[AUFGABENZIEL]
Beantworten Sie anhand des Textes zur Gliederung der Polizeiverwaltung diese drei Fragen:
1. Wofür war die Fremdenpolizei zuständig?
2. Aus welchen Personengruppen setzte sich die 1918 eingerichtete Sicherheitspolizei zusammen?
3. Worauf beschränkte sich das Operationsgebiet der Ordnungspolizei?

[ANGEZEIGTER TEXT]
━━━━━━━━━━━━━━━━

Unterhalb dieser Ebene war die Polizeiverwaltung in drei Tätigkeitsbereiche aufgeteilt:
1.Die Verwaltungspolizei umfasste Fremdenpolizei (zuständig für Pass- und Meldewesen), Verkehrspolizei, Gewerbepolizei, Gesundheitspolizei, Veterinärpolizei und Baupolizei)
2.Die Kriminal- und politische Polizei (zuständig für Fahndung, Aufklärung, Erkennung sowie Nachrichtenbeschaffung)
3.Die Ordnungs- bzw. Schutzpolizei: Diese ging hervor aus der 1918 zur Bekämpfung der revolutionären Unruhen eingerichteten kasernierten Sicherheitspolizei, die sich aus ehemaligen Soldaten und Freikorpsangehörigen zusammensetzte und auch über schwere Waffen verfügte. Auf Beschluss der Interalliierten Kontrollkommission (IMKK) vom 22. Juni 1920 („Polizeinote von Boulogne") musste diese jedoch aufgelöst werden. An ihre Stelle trat eine Ordnungspolizei (in einigen Ländern unter dem Namen Schutzpolizei), deren Operationsgebiet sich auf den jeweiligen Polizeibezirk beschränkte.

━━━━━━━━━━━━━━━━

[DATENABSCHNITT]
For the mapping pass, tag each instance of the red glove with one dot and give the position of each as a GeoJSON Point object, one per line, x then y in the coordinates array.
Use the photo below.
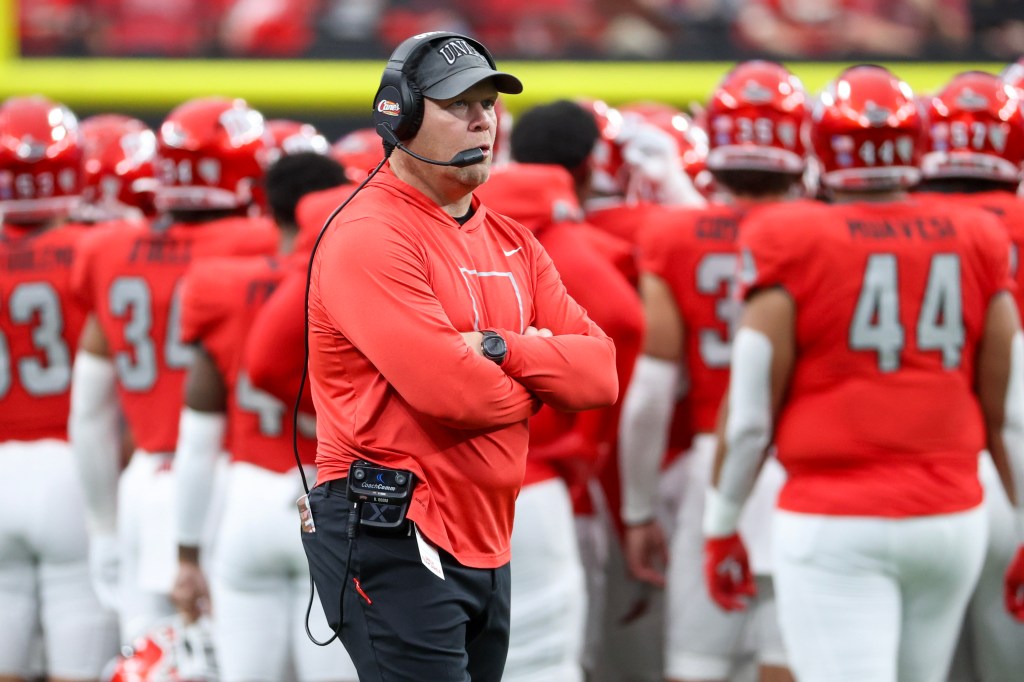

━━━━━━━━━━━━━━━━

[VOLLSTÄNDIGE AUSGABE]
1. Für das Pass- und Meldewesen.
2. Aus ehemaligen Soldaten und Freikorpsangehörigen.
3. Auf den jeweiligen Polizeibezirk.